WHAT IS REQUIRED: How do the lines below between the ones holding "[output] one dot per instance, form <point>144,64</point>." and "[output] one dot per instance, form <point>437,207</point>.", inclusive, read? Give them again exactly, with no other lines.

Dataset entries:
+===+

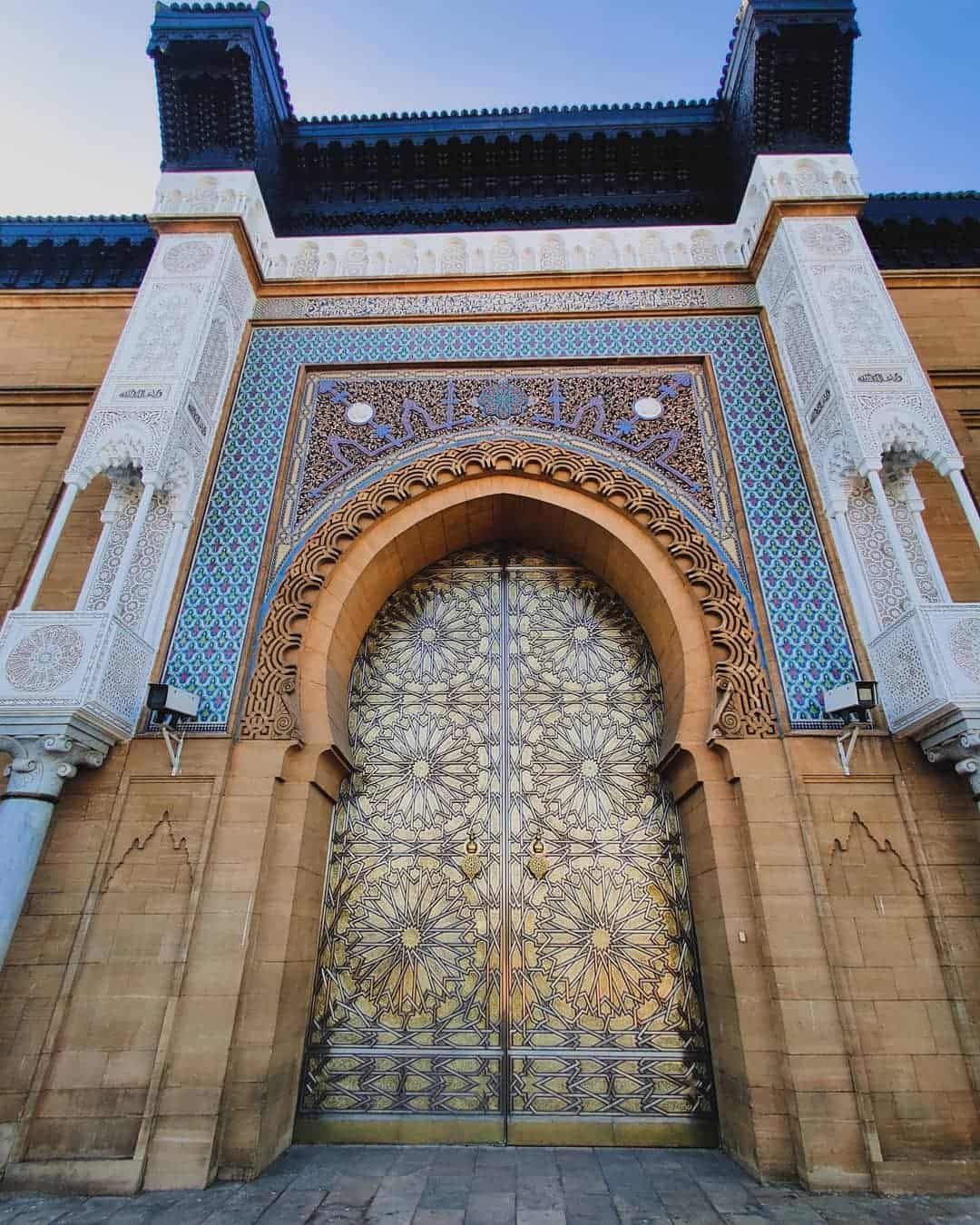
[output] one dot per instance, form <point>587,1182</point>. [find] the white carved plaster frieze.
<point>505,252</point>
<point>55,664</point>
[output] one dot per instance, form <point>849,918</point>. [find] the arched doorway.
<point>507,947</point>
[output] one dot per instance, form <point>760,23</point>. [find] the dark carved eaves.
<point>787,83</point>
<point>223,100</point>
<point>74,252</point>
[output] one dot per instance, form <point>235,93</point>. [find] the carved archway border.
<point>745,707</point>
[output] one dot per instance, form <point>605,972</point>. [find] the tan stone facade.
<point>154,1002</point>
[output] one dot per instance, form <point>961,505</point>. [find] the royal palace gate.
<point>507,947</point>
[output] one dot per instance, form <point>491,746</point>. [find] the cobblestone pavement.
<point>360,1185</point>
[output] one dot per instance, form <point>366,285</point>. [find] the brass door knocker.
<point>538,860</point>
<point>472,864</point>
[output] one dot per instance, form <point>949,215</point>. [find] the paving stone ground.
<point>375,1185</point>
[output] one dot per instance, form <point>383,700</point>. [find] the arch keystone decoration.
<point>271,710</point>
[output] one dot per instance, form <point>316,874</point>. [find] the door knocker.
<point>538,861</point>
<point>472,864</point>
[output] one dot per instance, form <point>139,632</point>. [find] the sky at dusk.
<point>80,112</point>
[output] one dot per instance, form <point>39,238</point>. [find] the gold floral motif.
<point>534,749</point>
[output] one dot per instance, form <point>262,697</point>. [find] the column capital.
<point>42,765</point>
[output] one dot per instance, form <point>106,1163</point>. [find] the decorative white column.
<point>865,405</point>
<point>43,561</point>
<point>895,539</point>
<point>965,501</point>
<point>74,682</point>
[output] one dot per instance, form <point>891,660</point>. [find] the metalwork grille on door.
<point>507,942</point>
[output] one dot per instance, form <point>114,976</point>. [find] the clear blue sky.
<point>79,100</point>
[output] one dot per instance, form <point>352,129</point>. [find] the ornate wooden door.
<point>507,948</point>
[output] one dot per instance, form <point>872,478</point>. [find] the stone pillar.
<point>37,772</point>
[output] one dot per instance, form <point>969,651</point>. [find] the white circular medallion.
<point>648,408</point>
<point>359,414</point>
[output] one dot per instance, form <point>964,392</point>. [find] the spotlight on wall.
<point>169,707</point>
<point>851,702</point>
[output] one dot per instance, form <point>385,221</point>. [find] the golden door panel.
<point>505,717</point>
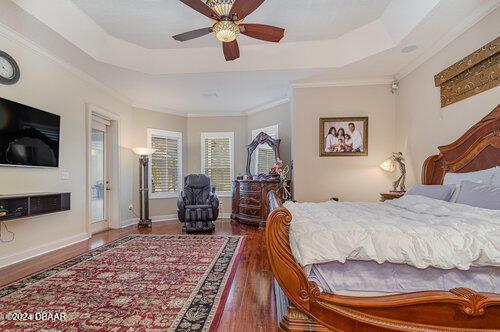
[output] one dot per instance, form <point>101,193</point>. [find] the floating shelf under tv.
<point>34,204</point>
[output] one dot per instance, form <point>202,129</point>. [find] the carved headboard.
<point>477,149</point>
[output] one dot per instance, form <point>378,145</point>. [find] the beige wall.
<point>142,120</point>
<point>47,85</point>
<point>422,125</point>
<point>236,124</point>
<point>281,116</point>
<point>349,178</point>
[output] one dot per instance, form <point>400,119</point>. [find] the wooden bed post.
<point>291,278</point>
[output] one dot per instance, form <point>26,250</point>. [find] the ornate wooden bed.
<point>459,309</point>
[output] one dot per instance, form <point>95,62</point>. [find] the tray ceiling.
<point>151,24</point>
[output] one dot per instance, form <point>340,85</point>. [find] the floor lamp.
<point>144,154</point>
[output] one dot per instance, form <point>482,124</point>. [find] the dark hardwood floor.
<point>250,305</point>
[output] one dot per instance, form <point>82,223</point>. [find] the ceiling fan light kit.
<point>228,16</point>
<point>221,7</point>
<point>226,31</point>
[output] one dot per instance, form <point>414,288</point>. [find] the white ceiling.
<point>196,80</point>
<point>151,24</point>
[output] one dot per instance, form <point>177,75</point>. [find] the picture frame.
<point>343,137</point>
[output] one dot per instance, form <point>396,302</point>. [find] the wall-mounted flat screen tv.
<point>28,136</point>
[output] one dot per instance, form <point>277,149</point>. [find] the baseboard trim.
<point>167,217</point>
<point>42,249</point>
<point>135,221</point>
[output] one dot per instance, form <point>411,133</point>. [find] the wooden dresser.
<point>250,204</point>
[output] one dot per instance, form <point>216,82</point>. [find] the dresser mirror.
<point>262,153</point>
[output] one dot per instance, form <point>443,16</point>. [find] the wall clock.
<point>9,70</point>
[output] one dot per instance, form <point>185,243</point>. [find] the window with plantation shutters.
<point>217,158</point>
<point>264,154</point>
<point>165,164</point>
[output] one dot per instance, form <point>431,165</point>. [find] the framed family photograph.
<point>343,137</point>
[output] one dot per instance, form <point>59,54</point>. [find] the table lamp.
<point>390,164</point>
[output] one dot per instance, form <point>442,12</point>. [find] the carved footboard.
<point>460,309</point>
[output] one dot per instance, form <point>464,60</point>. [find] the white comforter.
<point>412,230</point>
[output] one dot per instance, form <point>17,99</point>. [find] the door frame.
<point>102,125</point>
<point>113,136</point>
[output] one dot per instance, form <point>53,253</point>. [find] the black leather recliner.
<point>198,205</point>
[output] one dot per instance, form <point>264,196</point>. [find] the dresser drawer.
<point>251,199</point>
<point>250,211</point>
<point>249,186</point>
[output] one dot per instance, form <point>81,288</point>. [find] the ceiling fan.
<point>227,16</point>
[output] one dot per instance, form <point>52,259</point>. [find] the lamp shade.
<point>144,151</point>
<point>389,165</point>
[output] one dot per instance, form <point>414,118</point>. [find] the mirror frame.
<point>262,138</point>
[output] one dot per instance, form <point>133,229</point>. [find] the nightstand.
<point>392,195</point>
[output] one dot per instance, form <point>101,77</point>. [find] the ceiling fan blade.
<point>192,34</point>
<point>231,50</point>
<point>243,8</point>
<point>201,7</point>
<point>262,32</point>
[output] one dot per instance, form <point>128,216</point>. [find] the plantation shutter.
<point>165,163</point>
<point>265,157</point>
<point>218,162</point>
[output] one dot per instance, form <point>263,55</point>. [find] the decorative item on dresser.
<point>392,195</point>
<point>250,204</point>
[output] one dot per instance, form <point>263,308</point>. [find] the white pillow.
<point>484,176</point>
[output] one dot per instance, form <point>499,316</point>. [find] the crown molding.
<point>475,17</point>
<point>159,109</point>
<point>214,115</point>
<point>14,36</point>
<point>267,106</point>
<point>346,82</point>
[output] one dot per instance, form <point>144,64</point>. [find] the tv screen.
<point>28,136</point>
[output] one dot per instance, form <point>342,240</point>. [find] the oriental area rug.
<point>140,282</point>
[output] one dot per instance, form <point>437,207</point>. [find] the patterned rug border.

+===+

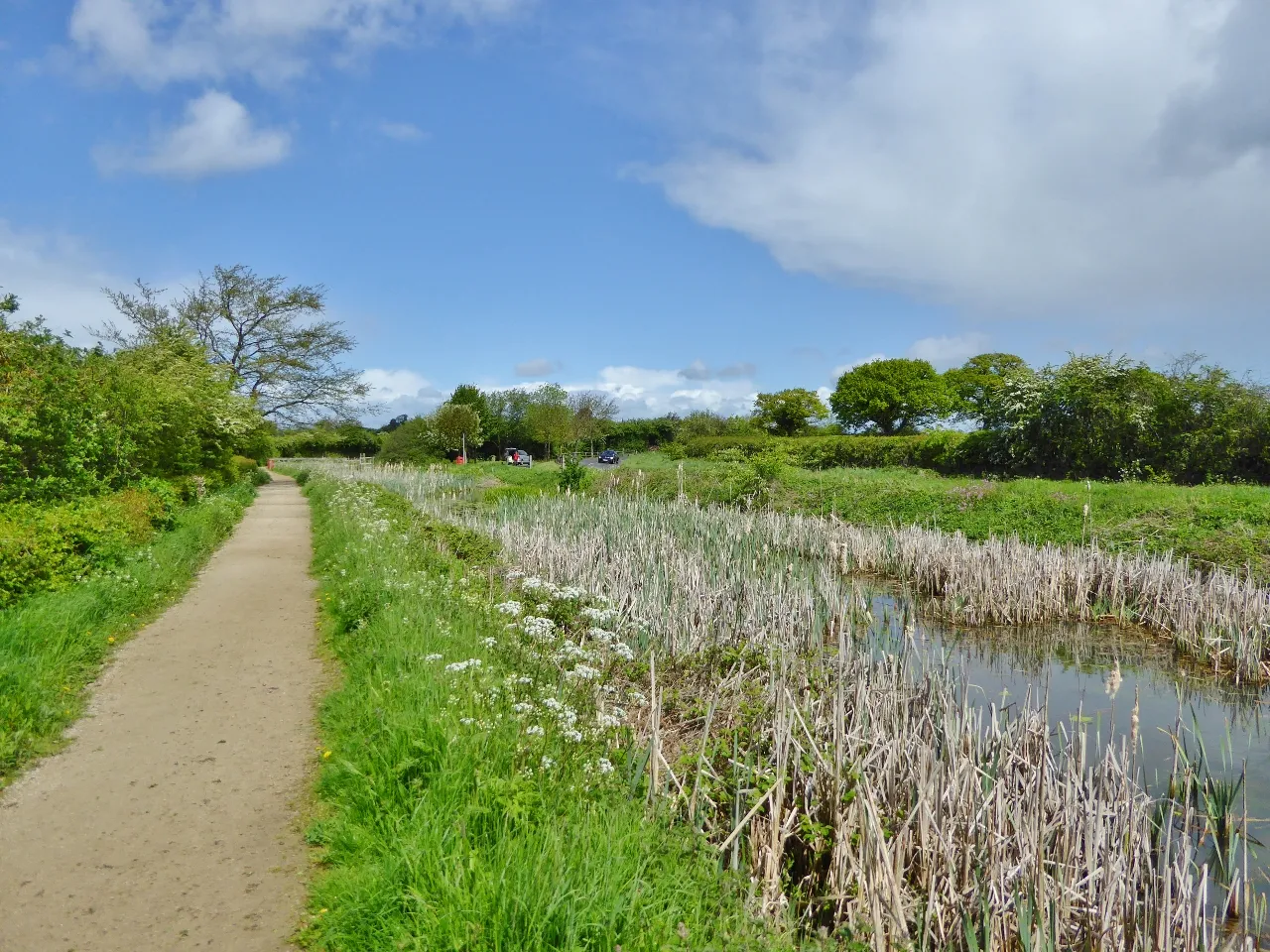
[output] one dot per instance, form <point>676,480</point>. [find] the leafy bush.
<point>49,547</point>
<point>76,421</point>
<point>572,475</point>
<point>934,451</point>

+===+

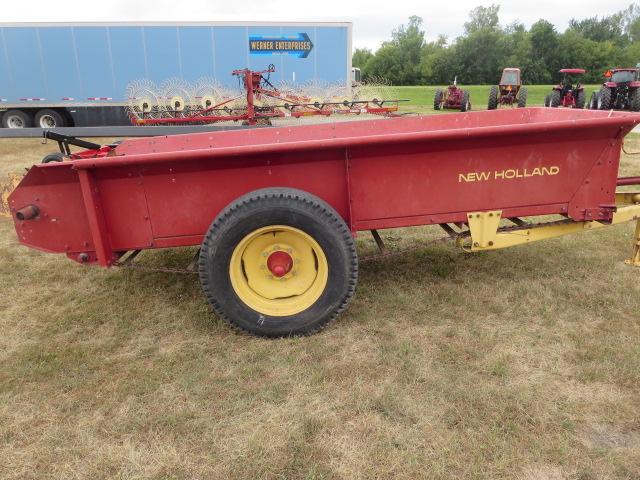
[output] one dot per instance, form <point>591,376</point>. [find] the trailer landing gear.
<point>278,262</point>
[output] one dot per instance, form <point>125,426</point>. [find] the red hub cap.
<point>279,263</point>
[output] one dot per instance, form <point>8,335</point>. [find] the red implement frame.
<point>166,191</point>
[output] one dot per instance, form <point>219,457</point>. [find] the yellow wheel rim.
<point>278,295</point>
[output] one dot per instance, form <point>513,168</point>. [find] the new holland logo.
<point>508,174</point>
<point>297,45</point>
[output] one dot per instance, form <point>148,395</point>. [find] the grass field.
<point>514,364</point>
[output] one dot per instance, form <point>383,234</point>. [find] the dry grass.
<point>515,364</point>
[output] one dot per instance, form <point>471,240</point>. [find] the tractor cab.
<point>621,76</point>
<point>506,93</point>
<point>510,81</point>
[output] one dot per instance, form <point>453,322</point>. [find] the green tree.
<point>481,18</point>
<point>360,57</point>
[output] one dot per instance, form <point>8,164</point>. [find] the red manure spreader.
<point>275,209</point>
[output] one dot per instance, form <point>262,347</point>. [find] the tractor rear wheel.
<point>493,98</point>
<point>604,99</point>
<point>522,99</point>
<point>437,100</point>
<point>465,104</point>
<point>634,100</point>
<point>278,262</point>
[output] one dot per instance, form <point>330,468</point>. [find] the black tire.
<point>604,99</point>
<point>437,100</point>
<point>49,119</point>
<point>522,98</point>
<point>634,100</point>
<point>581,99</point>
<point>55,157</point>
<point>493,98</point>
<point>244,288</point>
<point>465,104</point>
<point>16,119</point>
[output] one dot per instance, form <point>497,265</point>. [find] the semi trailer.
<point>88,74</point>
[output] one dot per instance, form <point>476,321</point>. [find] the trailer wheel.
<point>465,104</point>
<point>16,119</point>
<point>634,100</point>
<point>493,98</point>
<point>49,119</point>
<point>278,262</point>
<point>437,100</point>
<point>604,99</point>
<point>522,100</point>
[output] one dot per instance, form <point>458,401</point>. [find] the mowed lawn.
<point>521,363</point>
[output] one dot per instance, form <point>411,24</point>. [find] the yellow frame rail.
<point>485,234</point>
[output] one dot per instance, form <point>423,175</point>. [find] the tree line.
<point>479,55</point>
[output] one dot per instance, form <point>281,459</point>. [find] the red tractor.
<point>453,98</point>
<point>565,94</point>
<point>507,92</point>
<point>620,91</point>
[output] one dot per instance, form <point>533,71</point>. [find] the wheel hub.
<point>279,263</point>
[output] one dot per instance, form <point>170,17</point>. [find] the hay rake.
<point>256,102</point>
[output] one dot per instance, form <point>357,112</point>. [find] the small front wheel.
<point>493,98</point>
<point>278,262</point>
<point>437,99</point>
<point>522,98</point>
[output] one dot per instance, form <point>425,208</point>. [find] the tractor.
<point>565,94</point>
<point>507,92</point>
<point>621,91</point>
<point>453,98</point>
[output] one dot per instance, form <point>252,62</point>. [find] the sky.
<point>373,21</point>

+===+

EXERCISE RESULT:
[output] one dot per instance, form <point>144,64</point>. [find] the tv screen.
<point>28,136</point>
[output] one dot per instance, form <point>342,240</point>. [find] the oriental area rug.
<point>140,282</point>
[output] one dot per instance, form <point>437,207</point>. [find] the patterned rug border.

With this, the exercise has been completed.